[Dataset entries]
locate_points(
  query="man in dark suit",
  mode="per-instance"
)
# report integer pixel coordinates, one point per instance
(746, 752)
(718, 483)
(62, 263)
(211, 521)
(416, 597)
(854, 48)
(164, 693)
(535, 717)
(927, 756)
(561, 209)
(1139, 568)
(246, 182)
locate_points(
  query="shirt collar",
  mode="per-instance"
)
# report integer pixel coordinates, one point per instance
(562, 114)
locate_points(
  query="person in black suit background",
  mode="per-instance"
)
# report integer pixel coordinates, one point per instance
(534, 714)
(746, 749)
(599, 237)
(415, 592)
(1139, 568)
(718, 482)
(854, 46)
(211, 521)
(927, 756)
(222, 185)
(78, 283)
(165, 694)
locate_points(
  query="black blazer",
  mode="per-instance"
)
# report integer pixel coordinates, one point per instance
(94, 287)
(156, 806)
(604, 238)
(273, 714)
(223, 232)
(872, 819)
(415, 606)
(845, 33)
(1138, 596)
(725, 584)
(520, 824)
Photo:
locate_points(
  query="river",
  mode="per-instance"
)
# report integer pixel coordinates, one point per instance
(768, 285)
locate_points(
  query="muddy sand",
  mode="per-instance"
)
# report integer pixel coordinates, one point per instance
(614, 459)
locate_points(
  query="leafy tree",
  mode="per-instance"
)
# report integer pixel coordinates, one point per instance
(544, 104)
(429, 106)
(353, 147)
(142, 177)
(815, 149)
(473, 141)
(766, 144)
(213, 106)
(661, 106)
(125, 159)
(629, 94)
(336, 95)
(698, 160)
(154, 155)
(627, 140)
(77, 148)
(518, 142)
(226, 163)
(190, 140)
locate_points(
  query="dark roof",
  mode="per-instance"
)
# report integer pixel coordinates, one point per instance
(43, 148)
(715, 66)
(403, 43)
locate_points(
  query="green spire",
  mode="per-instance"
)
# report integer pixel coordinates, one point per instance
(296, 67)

* What is required: Each record above, from first to last, should be written out again exactly.

* Answer to this task:
locate_points(
  query="man in dark suit",
  mode="per-instance"
)
# report integer pixel coordinates, one point per instance
(746, 752)
(718, 483)
(62, 263)
(211, 521)
(416, 597)
(854, 48)
(164, 693)
(535, 717)
(927, 756)
(561, 209)
(1139, 568)
(246, 182)
locate_points(
  query="shirt collar",
  mode="per-instance"
)
# report integer pixel coordinates, one point per instance
(562, 114)
locate_points(
  query="person in black suit background",
  mode="per-instance"
)
# report integer pixel coordinates, one point per instance
(534, 714)
(746, 749)
(599, 237)
(415, 592)
(1139, 568)
(718, 482)
(854, 46)
(211, 521)
(927, 756)
(222, 185)
(78, 283)
(165, 694)
locate_points(
  query="black blazer",
  mode="per-instance"
)
# report integer pixel coordinates, one point per instance
(94, 287)
(156, 806)
(604, 238)
(273, 714)
(223, 232)
(872, 819)
(415, 606)
(845, 33)
(1138, 596)
(725, 584)
(520, 824)
Photo:
locate_points(
  query="river",
  mode="per-instance"
)
# report integer pixel coordinates, one point per instance
(768, 285)
locate_points(
  query="muddy sand",
  mode="per-instance"
)
# report integer pixel coordinates, one point per instance
(614, 459)
locate_points(
  query="leafy tree",
  mode="per-instance"
)
# report integer pixel coordinates, one point per instance
(544, 104)
(429, 106)
(353, 147)
(142, 177)
(815, 149)
(473, 141)
(766, 144)
(213, 106)
(661, 106)
(125, 159)
(629, 94)
(336, 95)
(698, 160)
(154, 155)
(627, 140)
(77, 148)
(518, 142)
(226, 163)
(190, 140)
locate_points(
  query="dark roof",
  mode="per-instance"
)
# report integer pixel coordinates, one point per instance
(43, 148)
(715, 66)
(403, 43)
locate_points(
  query="green spire",
  mode="per-instance"
)
# report integer pixel coordinates, one point per instance
(296, 67)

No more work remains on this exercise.